Provided material:
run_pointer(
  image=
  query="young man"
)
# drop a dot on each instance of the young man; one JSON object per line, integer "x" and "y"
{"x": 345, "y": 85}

Work to do: Could you repeat the entries, swapping every "dot" for "point" and keeping everything else unchanged?

Expected answer:
run_pointer(
  image=
  query="young man"
)
# drop a point on each instance of the young man; one JSON object per line, integer "x" and "y"
{"x": 345, "y": 85}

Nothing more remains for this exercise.